__Source passage__

● ● ● ● ● ● ●

# Goodreads giveaway: Win one of ten copies of Jack of Thorns!



## Amelia Faulkner (Dec 19, 2017)

I keep forgetting to mention that I currently have a Goodreads giveaway in progress. I'll be giving away TEN paperback copies of Jack of Thorns, the first book in my _Inheritance_ series, and the giveaway is open to ALL COUNTRIES. None of this USA-only malarky! 

You can view (and enter, obviously) the giveaway here: Book giveaway for Jack of Thorns (Inheritance, #1) by Amelia Faulkner Dec 04-Dec 31, 2017

Is this series for you?

_Inheritance_ is around 50/50 Urban Fantasy and Paranormal Romance. If you like:

Extremely slow burn
Complex characters
An LGBTQ+ cast
Pagans
Florists
REALLY ****ing ANGRY GODS
A lot of swearing
People slowly getting to grips with their powers
Dark themes
then you'll love new _Inheritance_! Or, at least, possibly like it. Maybe. I'm not your mum, I can't tell you what to do 

Should you fancy checking out the ebook to see if the paperback's up your alley (oo-err), it's only $0.99 right now at all good (and some awful) ebook retailers.

● ● ● ● ● ● ●

__Material__
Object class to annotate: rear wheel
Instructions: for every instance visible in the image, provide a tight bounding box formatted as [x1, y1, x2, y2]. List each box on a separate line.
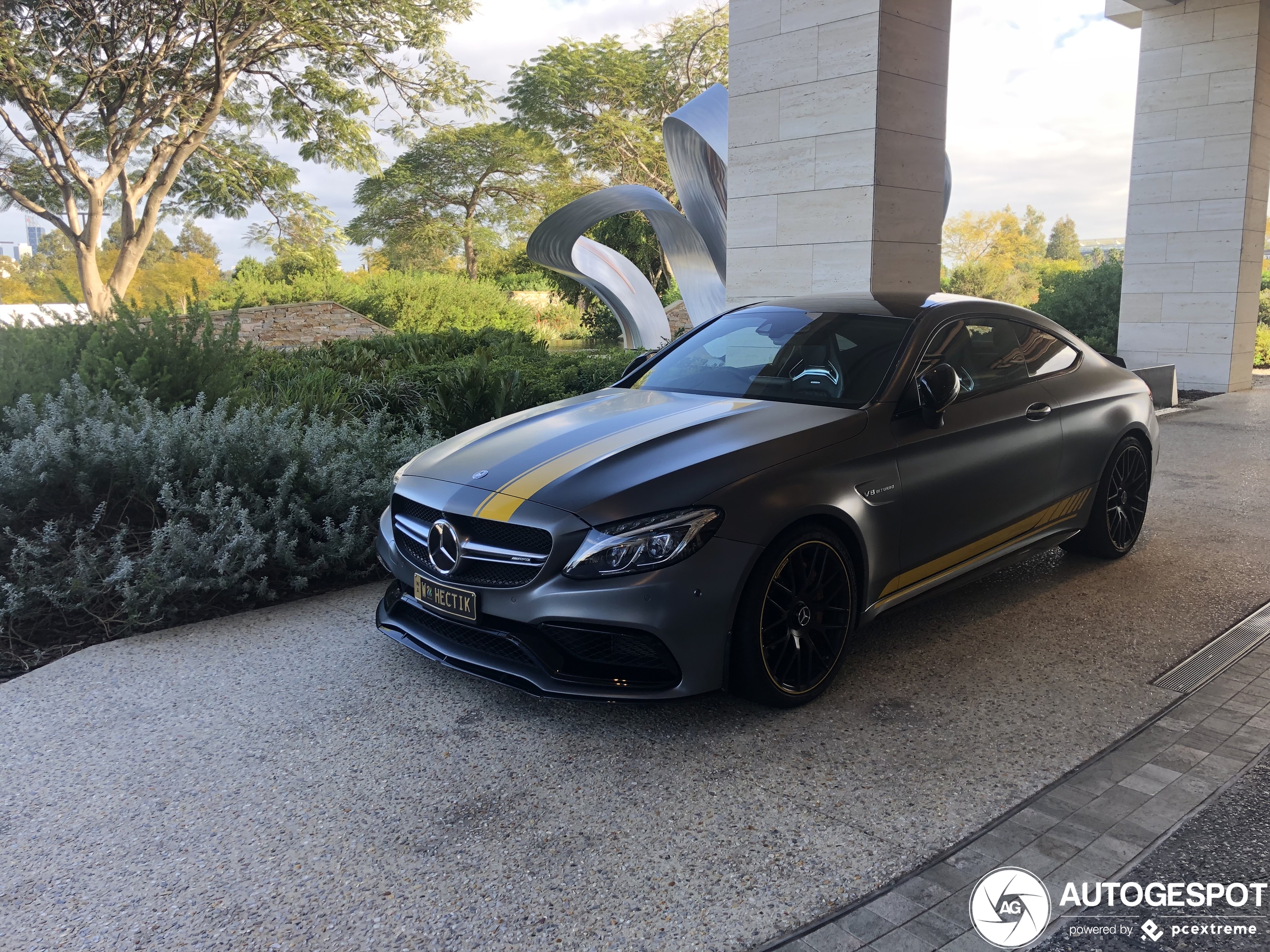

● ● ● ● ● ● ●

__Written problem__
Please pick up the Jack of Thorns giveaway post after its final sentence and write what comes next. The material is separate from the Jack of Thorns giveaway post.

__Response for this exercise__
----------



## Brian G Turner (Dec 19, 2017)

Even though this was very different from anything I normally read, I was really surprised at how much I liked it. Review here: Review: Jack of Thorns by Amelia Faulkner


----------



## Abernovo (Dec 19, 2017)

Well, I'm in. You had me at florists, Amelia.


----------



## Amelia Faulkner (Dec 20, 2017)

Abernovo said:


> Well, I'm in. You had me at florists, Amelia.



MY EVIL PLAN COMES TO FRUITION! FLORISTS WILL BE THE NEW ACTION HERO!!!


----------



## Juliana (Dec 27, 2017)

Just adding that I read this recently and really enjoyed it.


----------



## Amelia Faulkner (Jan 10, 2018)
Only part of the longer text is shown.